Work order: For each line of the listing below that contains the string "leaves", copy the line.

Dataset excerpts:
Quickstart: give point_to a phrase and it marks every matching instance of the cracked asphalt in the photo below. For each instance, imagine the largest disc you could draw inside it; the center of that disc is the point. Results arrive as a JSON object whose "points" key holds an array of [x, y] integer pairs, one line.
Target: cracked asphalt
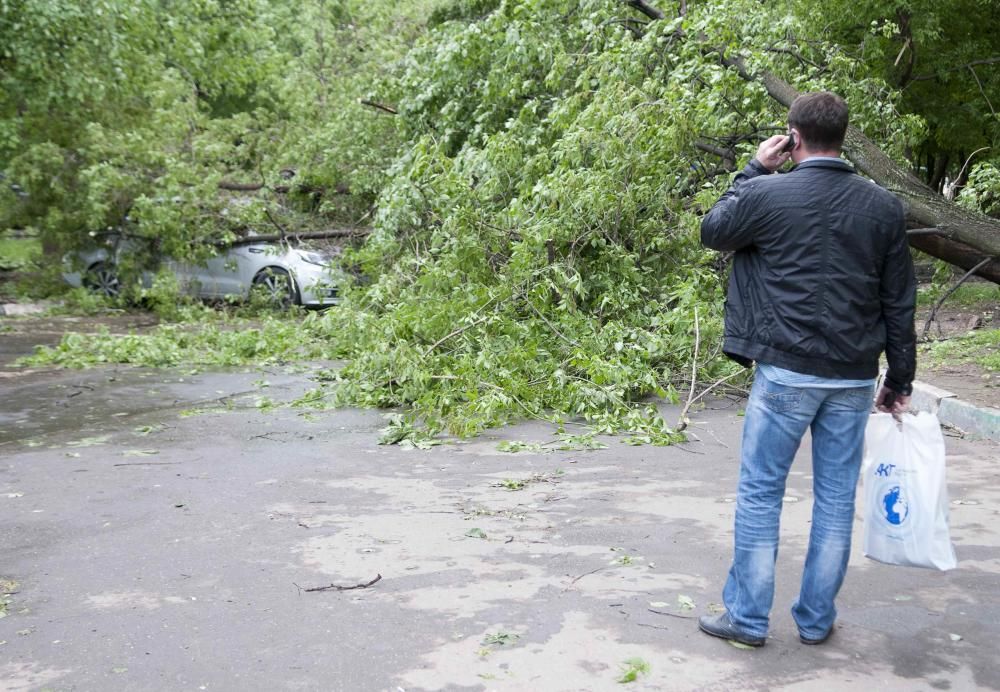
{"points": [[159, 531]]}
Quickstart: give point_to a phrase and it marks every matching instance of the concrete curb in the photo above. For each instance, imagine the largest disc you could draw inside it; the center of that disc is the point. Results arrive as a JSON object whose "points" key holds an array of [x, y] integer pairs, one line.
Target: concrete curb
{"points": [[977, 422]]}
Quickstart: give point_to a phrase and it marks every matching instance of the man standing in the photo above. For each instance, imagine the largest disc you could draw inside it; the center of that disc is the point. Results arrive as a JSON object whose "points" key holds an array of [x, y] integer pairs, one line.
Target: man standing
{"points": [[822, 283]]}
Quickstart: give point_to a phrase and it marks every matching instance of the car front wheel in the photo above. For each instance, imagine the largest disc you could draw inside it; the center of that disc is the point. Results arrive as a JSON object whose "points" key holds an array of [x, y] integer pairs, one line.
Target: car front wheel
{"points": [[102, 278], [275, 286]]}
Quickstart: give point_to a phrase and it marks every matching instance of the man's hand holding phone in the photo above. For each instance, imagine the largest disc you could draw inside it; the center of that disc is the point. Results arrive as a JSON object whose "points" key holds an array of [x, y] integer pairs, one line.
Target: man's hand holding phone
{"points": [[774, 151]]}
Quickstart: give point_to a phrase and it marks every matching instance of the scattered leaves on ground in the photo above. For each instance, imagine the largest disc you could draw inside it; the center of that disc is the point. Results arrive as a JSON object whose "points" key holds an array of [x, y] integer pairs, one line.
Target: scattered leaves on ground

Exercise solution:
Quickstart: give point_to a phrase and it marks every matching instance of the scattered leaves on ground in the photo above. For each instance, imagine the largest disc you could draw inside it; the center of that disc is the point. Results arrive as a JSON object whose "points" key holds an array of [x, y] integer pairs, one line.
Target: scattered leaves on ground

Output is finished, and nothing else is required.